### Reading passage
----------------------------------------
First and foremost we have to remember that in today’s world no one can afford to rest even for a moment. Especially not in a sector in which technological and other forms of change are as swift as they are in information technology. Recall what happened in Silicon Valley — in a moment so many stars shot off the sky. Recall that the other day Ireland was one of our main competitors in software; it still is today, but it is also a country firms like Wipro now view as a potential market.

Next, the one way to counter the backlash that is welling up is to provide services of such quality, at such cost that the firms in US, Europe etc, that use them become lobbyists for us. They should be telling their contacts in those governments and legislatures that they will be rendered uncompetitive if they are prevented from accessing India.

That is what happened in manufacturing vis a vis China: American firms that had invested in China, American firms that were importing from and exporting to China are the ones that worked overtime to ensure sanctions were not imposed on that country in the wake of Tiananmen, with the severity many were urging.

Third, we must go on diversifying our markets. The figure we encountered earlier — that the US accounts for 60 per cent of our IT exports — is not something that should by itself discourage us: perhaps the US accounts for some similar proportion of the use of IT as a whole. But it should caution us. Germany and Japan are the obvious markets we should target: Germany’s IT market is worth $ 66 to 70 billion; our IT exports to Germany are only $ 250 million — that is, if you accept our figures; they are just $ 50-55 million if you go by German figures.
----------------------------------------
(Recorded data)
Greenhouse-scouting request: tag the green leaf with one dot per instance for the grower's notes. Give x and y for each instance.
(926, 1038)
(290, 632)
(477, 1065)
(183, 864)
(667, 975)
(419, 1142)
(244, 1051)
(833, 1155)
----------------------------------------
### What to do
(1) In the passage on India's IT sector, rewrite the part that opens with the words containing "That is what" and closes with "by German figures.", replacing "sanctions" with "penalties".
(2) Write the next part of the passage on India's IT sector, picking up after its last sentence.

### Answers for this exercise
(1)
That is what happened in manufacturing vis a vis China: American firms that had invested in China, American firms that were importing from and exporting to China are the ones that worked overtime to ensure penalties were not imposed on that country in the wake of Tiananmen, with the severity many were urging.

Third, we must go on diversifying our markets. The figure we encountered earlier — that the US accounts for 60 per cent of our IT exports — is not something that should by itself discourage us: perhaps the US accounts for some similar proportion of the use of IT as a whole. But it should caution us. Germany and Japan are the obvious markets we should target: Germany’s IT market is worth $ 66 to 70 billion; our IT exports to Germany are only $ 250 million — that is, if you accept our figures; they are just $ 50-55 million if you go by German figures.

(2)
And as countries like Cyprus, Bulgaria and others join the European Union, forming strategic alliances with their companies, even setting up subsidiaries there can help us vault over such tariff or non-tariff barriers that may be set up in the coming years. They have strengths — for instance, in mathematics. We have strengths from which they can gain — for instance, entrepreneurial skills as well as good knowledge of the markets that have to be targeted.

‘‘And frankly,’’ says an Indian IT executive who has long worked in Europe and knows it well, ‘‘there is racialism. Mounting a campaign, ‘Our jobs are being taken away by Indians’ is easy. Mounting a campaign, ‘East Europeans are stealing our jobs’ will be difficult. Others within Europe will muffle those voices.’’ So, alliances with those who will be joining the EU. And there is no time to lose — some of them join from the coming May.

One other potential market is the host of western firms that have set up operations in China. Many of our major software generators supply various kinds of software services and products to their principals outside China: given the fact that they already know the acumen of our firms and professionals, their subsidiaries in China will feel quite comfortable in assigning work to our firms.

Fourth, we can be certain other countries will learn to provide several of the types of services that we have been supplying. And each of them will have advantages of its own. For instance, that we know English has been one of our advantages. Little Mauritius, as its professionals pick up IT, will have an advantage in accessing the French market: Mauritians speak French as their mother tongue.

The Chinese will soon overcome English: and they will do so with the focused pursuit that has become their hallmark — a report said the other day that they had imported 20,000 teachers of English, and that many of them had been deployed in the IT industry; another report said they had decreed that every taxi driver — that should actually read ‘‘even every taxi driver’’ — in Beijing would have to be fluent in English by the time the city hosts the Olympics four years from now.

The lesson is obvious: formidable as our achievements are, as others will start doing what we have been doing, we must continually aim to provide ever more complex IT services and products.

And we can do so. After all, we are among the half a dozen countries that put satellites into space; we are among the few that have manufactured guided missiles; we are among the three or four that have put supercomputers together on their own; we are among the few that have developed nuclear weapons; our scientists have done excellent work in imaging from space.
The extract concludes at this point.